* **EXERCISE AIM**
Copy out every item below word for word, keeping each one unchanged and in its original order.

* **RECORD EXCERPTS**
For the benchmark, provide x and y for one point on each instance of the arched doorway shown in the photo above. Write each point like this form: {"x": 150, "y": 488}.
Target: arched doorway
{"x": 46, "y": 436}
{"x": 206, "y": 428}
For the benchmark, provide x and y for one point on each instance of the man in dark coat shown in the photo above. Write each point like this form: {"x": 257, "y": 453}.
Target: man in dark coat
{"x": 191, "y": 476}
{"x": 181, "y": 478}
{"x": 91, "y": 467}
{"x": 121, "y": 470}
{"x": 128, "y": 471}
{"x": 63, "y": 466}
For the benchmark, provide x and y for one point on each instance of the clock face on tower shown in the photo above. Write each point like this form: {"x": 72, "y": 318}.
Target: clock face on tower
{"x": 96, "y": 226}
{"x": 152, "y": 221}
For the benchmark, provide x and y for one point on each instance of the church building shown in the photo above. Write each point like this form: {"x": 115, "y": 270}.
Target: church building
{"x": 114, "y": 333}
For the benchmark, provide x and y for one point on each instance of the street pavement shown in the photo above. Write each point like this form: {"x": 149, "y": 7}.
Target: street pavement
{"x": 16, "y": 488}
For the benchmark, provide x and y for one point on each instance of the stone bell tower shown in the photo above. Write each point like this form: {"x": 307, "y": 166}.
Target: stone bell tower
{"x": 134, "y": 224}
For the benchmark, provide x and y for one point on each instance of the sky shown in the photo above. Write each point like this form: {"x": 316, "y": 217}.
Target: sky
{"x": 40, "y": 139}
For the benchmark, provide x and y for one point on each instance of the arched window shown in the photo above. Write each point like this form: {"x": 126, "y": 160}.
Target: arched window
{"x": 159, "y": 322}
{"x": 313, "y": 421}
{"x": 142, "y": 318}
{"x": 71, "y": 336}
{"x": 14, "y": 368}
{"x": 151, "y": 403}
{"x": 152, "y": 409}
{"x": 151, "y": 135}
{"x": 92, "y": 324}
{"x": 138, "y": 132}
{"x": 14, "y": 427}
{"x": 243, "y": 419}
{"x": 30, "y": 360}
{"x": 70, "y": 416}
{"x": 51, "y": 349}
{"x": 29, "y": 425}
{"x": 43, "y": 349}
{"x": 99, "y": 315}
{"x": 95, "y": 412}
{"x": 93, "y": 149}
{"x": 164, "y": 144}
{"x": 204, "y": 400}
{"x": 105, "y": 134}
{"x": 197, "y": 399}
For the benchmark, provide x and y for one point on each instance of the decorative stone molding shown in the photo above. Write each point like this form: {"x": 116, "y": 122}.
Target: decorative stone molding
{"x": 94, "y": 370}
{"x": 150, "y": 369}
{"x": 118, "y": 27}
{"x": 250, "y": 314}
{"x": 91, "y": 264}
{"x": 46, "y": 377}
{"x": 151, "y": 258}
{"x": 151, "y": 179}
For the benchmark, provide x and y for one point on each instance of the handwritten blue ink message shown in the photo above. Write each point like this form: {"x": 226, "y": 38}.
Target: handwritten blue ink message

* **RESPONSE BELOW**
For the benchmark, provide x and y for one point on each instance of the arched doorway shown in the photo above. Write each point like this form: {"x": 150, "y": 488}.
Target: arched doorway
{"x": 46, "y": 436}
{"x": 206, "y": 428}
For the benchmark, provide x and y for one point on each instance of the man in dark coat shown in the photo above. Write each point like this form: {"x": 257, "y": 453}.
Target: man in dark coat
{"x": 191, "y": 476}
{"x": 181, "y": 478}
{"x": 91, "y": 467}
{"x": 121, "y": 470}
{"x": 128, "y": 471}
{"x": 63, "y": 466}
For the benchmark, provide x and y for one point on each instance of the clock face on tower shown in the photo above. Write each point like this form: {"x": 72, "y": 318}.
Target: clock face on tower
{"x": 96, "y": 226}
{"x": 152, "y": 221}
For the benchmark, provide x and y for one point on each instance of the church building shown in the photo above. Write each point like this form: {"x": 115, "y": 270}.
Target: church building
{"x": 114, "y": 333}
For the benchmark, provide x and y for one point on each instance of the street pavement shown in the photo above. Write each point like this form: {"x": 149, "y": 7}.
Target: street pavement
{"x": 16, "y": 488}
For the benchmark, provide x and y for one point on each instance of the stone bell tower shown in the photo above. Write each point like this form: {"x": 307, "y": 166}.
Target: stone bell tower
{"x": 134, "y": 224}
For the benchmark, provide x and y for one point on each instance of the sky shown in the photo above. Write each point like this form: {"x": 316, "y": 217}.
Target: sky
{"x": 40, "y": 139}
For the benchmark, provide x and y for one point on each instance of the arched window shown in the photo above. Write each point like this form: {"x": 126, "y": 160}.
Target: arched window
{"x": 159, "y": 322}
{"x": 313, "y": 421}
{"x": 142, "y": 318}
{"x": 71, "y": 336}
{"x": 14, "y": 368}
{"x": 151, "y": 403}
{"x": 152, "y": 409}
{"x": 151, "y": 135}
{"x": 92, "y": 324}
{"x": 138, "y": 132}
{"x": 14, "y": 427}
{"x": 243, "y": 419}
{"x": 30, "y": 360}
{"x": 70, "y": 416}
{"x": 51, "y": 349}
{"x": 29, "y": 425}
{"x": 43, "y": 349}
{"x": 99, "y": 315}
{"x": 95, "y": 412}
{"x": 93, "y": 149}
{"x": 164, "y": 144}
{"x": 204, "y": 400}
{"x": 105, "y": 134}
{"x": 197, "y": 399}
For the benchmark, provide x and y for one point on each instance of the decorative stone molding shown in the photo above. Write each point like this form: {"x": 116, "y": 122}.
Target: decorative stone molding
{"x": 94, "y": 370}
{"x": 150, "y": 369}
{"x": 118, "y": 27}
{"x": 250, "y": 314}
{"x": 91, "y": 264}
{"x": 46, "y": 377}
{"x": 151, "y": 258}
{"x": 151, "y": 179}
For the benchmark, provide x and y for one point on each instance of the handwritten blue ink message shown in the photo above. Write each point like this form: {"x": 226, "y": 38}.
Target: handwritten blue ink message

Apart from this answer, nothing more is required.